◆ Task prompt ◆
Render every row below as a two-column Markdown table headed "No." and "Text," numbering each line and skipping blank ones. Omit the pictures.

◆ Records shown ◆
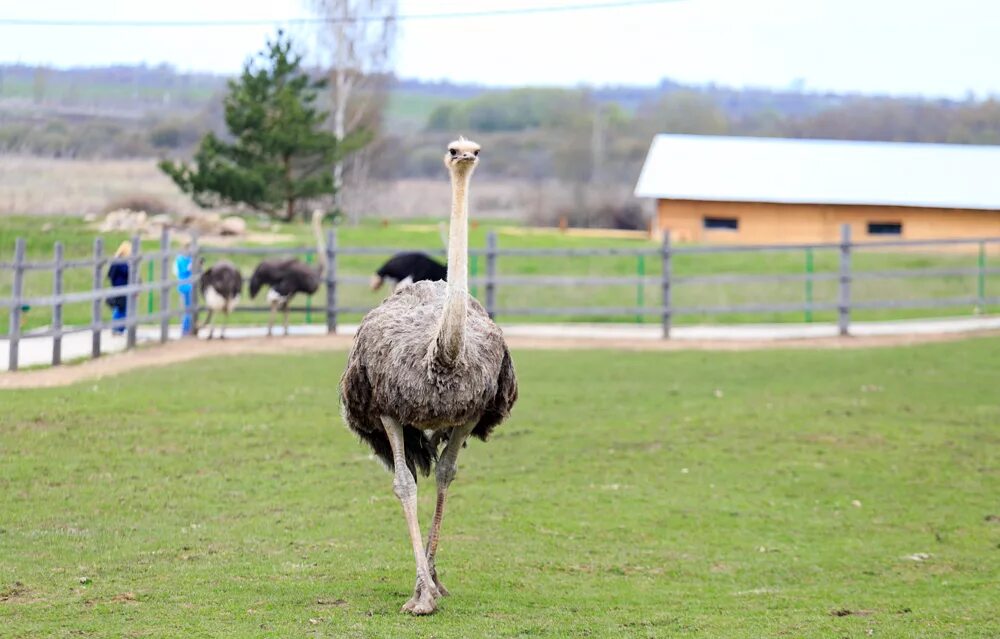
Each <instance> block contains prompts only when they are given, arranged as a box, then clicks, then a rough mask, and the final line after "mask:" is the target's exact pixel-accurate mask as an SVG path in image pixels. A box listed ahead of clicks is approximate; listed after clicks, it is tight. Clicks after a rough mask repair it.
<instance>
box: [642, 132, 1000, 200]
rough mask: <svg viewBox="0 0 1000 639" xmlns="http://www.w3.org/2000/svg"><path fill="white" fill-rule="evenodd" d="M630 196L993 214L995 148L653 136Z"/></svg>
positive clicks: (998, 165)
mask: <svg viewBox="0 0 1000 639" xmlns="http://www.w3.org/2000/svg"><path fill="white" fill-rule="evenodd" d="M635 194H636V195H637V196H638V197H652V198H664V199H683V200H713V201H726V202H780V203H810V204H873V205H887V206H922V207H942V208H962V209H996V210H1000V146H969V145H958V144H910V143H897V142H846V141H840V140H790V139H779V138H737V137H713V136H700V135H658V136H656V137H655V138H654V139H653V144H652V146H651V147H650V149H649V155H647V156H646V163H645V164H644V165H643V167H642V173H641V174H640V175H639V182H638V183H637V184H636V187H635Z"/></svg>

◆ Task answer ◆
| No. | Text |
|---|---|
| 1 | Each <instance> block contains prompts only when they are given, arranged as a box, then clicks, then a rough mask, and the final line after "mask:" is the target's exact pixel-accurate mask as an SVG path in image pixels. A box listed ahead of clicks is approximate; listed after clicks, it is tight. Clicks after a rough mask repair it. |
| 2 | <instance> |
| 3 | box: [642, 132, 1000, 200] |
| 4 | rough mask: <svg viewBox="0 0 1000 639" xmlns="http://www.w3.org/2000/svg"><path fill="white" fill-rule="evenodd" d="M630 196L993 214L995 148L653 136Z"/></svg> |
| 5 | positive clicks: (998, 165) |
| 6 | mask: <svg viewBox="0 0 1000 639" xmlns="http://www.w3.org/2000/svg"><path fill="white" fill-rule="evenodd" d="M635 194H636V195H637V196H638V197H652V198H664V199H683V200H713V201H726V202H780V203H810V204H873V205H887V206H922V207H942V208H962V209H996V210H1000V146H969V145H958V144H910V143H897V142H846V141H840V140H790V139H779V138H737V137H713V136H700V135H658V136H656V137H655V138H654V139H653V144H652V146H651V147H650V149H649V155H647V156H646V163H645V164H644V165H643V167H642V173H641V174H640V175H639V182H638V183H637V184H636V187H635Z"/></svg> |